___ Entries provided

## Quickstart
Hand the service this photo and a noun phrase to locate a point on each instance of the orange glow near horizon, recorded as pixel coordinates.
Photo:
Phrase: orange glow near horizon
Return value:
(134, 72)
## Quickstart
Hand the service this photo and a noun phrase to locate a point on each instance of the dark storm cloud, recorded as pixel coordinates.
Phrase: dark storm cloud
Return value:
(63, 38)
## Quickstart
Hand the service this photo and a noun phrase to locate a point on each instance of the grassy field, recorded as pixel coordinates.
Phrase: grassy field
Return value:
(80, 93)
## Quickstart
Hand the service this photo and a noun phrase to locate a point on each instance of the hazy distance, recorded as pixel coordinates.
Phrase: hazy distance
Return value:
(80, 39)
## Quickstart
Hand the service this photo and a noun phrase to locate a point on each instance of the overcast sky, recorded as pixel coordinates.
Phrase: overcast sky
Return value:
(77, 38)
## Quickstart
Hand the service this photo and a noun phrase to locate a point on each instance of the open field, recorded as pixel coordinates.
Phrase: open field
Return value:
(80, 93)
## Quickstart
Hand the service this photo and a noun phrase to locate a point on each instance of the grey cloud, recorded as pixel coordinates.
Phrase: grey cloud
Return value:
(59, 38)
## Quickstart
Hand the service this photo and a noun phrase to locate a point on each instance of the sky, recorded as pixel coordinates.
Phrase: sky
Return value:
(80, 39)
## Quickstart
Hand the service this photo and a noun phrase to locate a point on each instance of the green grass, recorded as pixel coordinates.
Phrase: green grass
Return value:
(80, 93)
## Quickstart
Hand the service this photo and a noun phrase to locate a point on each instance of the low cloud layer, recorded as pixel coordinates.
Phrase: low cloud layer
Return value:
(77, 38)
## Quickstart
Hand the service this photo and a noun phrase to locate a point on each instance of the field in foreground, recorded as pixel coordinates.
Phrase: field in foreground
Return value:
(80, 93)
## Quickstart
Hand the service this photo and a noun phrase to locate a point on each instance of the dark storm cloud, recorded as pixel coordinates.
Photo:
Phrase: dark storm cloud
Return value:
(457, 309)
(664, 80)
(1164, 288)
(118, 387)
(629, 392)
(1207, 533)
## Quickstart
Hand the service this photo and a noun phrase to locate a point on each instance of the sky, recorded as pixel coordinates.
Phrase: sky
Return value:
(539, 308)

______

• What this task involves:
Please count the lines of the records above that contain the string "open", treating uppercase and lowercase as different, and give only the number.

• Result of the exercise:
2